> [Texto fuente]
▶
Para la Real Academia, eminencia gris es el consejero que, de una manera poco ostensible, inspira las decisiones de un personaje.

En casi todos los gobiernos, empresas o instituciones, se mueve una figura o más o menos fantasmal en la que se depositan los méritos escatimados a la máscara oficial del poder o se la convierte en el chivo emisario de los desaciertos de la autoridad.

En su libro Grey eminence, Aldous Huxley convirtió al capuchino padre José en la figura paradigmática de la “eminencia gris”. Su eminencia el cardenal Richelieu, envuelto en el boato de la púrpura, no toma decisiones de importancia sin consultar al ascético capuchino, esa eminencia vicaria y movilizadora que se ocultaba entre las bambalinas del poder.

El padre José (François du Tremblay en lo civil) fue el primogénito de una familia que le brindó la educación de los caballeros de la época: esgrima, equitación y la cultura humanística que lo familiarizó con el griego y el latín, además del castellano y del italiano, que hablaba y escribía con la misma soltura que el francés.

Tras el asesinato de Enrique IV, su viuda María de Médicis nombró primer ministro y mariscal de Francia al aventurero florentino Concini, que estableció un gobierno corrupto de aventureros extranjeros, odiado tanto por los nobles como por el pueblo.

Mientras tanto, el padre José se hacía amigo de monseñor Armand du Plessis de Richelieu, joven y ambicioso obispo de Luçon que, en los Estados Generales de 1614, pronunció un discurso de abyecta adulación para la Médicis y el corrupto Concini con la esperanza de engullir un bocado de poderío político.

El odiado Concini cayó de un pistoletazo y su cadáver desnudo y mutilado fue colgado cabeza abajo mientras el pueblo aullaba de alegría.

Escandalizado por la corrupción y la incompetencia que rodeaban al adolescente Luis XIII y la estúpida Regente, el padre José se convenció de que Richelieu era la persona indicada para dar a Francia la paz interna, el gobierno fuerte y la represión de los abusos que Francia necesitaba. Movió cielo y tierra para lograrlo y, valiéndose de su fama de santo, de sus dotes de persuasión y de su aspecto de profeta de Israel, se presentó al tímido Luis XIII, que lo escuchaba aterrado, y consiguió para su amigo no sólo el capelo cardenalicio sino su designación como ministro omnipotente que manejó dictatorialmente la suerte de Francia.
◀
(Datos de señalamiento de regiones)
▶
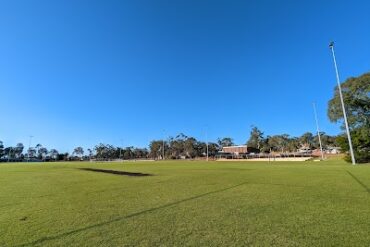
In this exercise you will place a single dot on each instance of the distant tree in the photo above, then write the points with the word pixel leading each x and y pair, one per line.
pixel 79 151
pixel 282 143
pixel 9 153
pixel 31 152
pixel 1 149
pixel 225 142
pixel 213 149
pixel 18 150
pixel 156 148
pixel 37 147
pixel 307 139
pixel 356 96
pixel 42 153
pixel 53 153
pixel 256 139
pixel 90 153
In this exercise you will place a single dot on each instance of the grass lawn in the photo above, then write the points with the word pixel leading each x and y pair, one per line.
pixel 185 203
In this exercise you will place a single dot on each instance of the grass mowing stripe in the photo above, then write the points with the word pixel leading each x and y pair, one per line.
pixel 359 182
pixel 41 240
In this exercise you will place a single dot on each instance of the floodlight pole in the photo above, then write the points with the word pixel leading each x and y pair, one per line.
pixel 120 150
pixel 318 130
pixel 207 141
pixel 163 144
pixel 29 146
pixel 331 46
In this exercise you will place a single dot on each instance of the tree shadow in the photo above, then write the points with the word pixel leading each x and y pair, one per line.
pixel 131 174
pixel 359 182
pixel 58 236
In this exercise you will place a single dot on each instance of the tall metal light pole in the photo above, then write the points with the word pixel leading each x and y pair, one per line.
pixel 318 130
pixel 207 141
pixel 120 150
pixel 331 46
pixel 163 144
pixel 29 146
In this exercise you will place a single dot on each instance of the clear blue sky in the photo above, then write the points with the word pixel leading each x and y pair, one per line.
pixel 83 72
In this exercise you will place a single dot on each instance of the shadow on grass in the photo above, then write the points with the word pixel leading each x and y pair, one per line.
pixel 131 174
pixel 54 237
pixel 359 182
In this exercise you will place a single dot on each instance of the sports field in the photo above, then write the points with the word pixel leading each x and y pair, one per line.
pixel 185 203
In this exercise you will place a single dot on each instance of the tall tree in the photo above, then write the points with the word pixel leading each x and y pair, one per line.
pixel 256 138
pixel 307 140
pixel 53 154
pixel 356 96
pixel 43 152
pixel 79 151
pixel 18 150
pixel 1 149
pixel 225 142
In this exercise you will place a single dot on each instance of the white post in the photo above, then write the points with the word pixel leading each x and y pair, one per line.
pixel 331 46
pixel 318 130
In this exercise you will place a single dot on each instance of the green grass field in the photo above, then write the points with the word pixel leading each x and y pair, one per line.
pixel 185 203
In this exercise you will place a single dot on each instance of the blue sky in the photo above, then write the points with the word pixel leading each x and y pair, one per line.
pixel 83 72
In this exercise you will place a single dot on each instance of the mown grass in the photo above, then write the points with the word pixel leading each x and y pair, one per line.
pixel 185 204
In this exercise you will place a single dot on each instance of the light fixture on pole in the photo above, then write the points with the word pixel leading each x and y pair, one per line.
pixel 331 46
pixel 318 130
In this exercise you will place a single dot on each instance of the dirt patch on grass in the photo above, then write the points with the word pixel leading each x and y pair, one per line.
pixel 123 173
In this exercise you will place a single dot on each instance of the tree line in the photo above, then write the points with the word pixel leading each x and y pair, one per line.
pixel 179 147
pixel 356 95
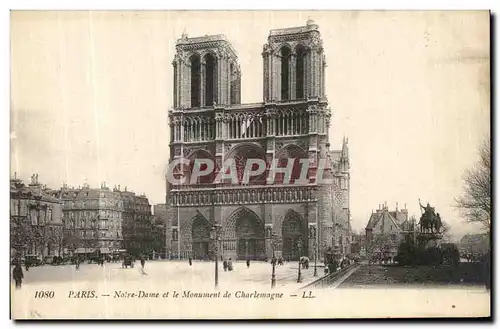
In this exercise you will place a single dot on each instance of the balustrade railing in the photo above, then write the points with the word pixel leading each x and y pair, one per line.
◀
> [Consigna] Reanuda el texto sobre el padre José y Richelieu a partir de su última oración. Las líneas no intervienen en esta tarea.

> [Respuesta del ejercicio]
Y detrás del exhibicionismo lujoso del Cardenal, se movía siempre el andrajoso y descalzo padre José, que entraba en la política porque Dios le había exigido ese sacrificio doloroso, así como también era la voluntad de Dios que el cardenal, que perseguía a los protestantes en Francia, se valiera de las intrigas diplomáticas del capuchino para atizar la Guerra de los Treinta Años en una Alemania donde los incendios, violaciones y destrucción de cosechas eran tan comunes como el hambre, que hacía una práctica habitual de la antropofagia.

Y, como una guerra, por horrorosa que se presente, puede considerarse la voluntad de Dios, la eminencia gris y la eminencia escarlata, que se encarnizaron en prolongarla, no hacían más que cumplir su divina voluntad, como también tomaron por voluntad de Dios que se arruinaran los pequeños propietarios con los despiadados impuestos para sostener la guerra.

Los manejos del padre José lo convirtieron en uno de los personajes más odiados de Europa, aunque él consideraba que ser objeto de la maledicencia era una señal de que transitaba por el camino de la perfección y aceptaba esas pruebas que Dios le enviaba para mantenerlo en la humildad.

En Ratisbona circularon panfletos anónimos atribuidos a dos eclesiásticos españoles que denunciaban la trama secreta entre las dos eminencias, de donde extraemos esta frase: Huic ille tegendo sceleri cucullum praebet. “Él (el padre José) le ofrece (a Richelieu) una capucha para ocultar sus crímenes”.

¿Qué saldo dejó la asociación de estas dos eminencias? Para los manuales escolares, el engrandecimiento de Francia en detrimento de la dinastía de los Habsburgos, y para los que padecen la historia sin figurar en ella, estos datos estadísticos: 1618, al comienzo de la Guerra de los Treinta Años, Alemania tenia 21 millones de habitantes y, al concluir en 1648 se habían reducido a 8 millones. El pueblo francés odió a dos hombres de la Iglesia que, en nombre de la voluntad de Dios, no le escatimaron penurias mientras el cardenal hacia ostentación de su riqueza fabulosa.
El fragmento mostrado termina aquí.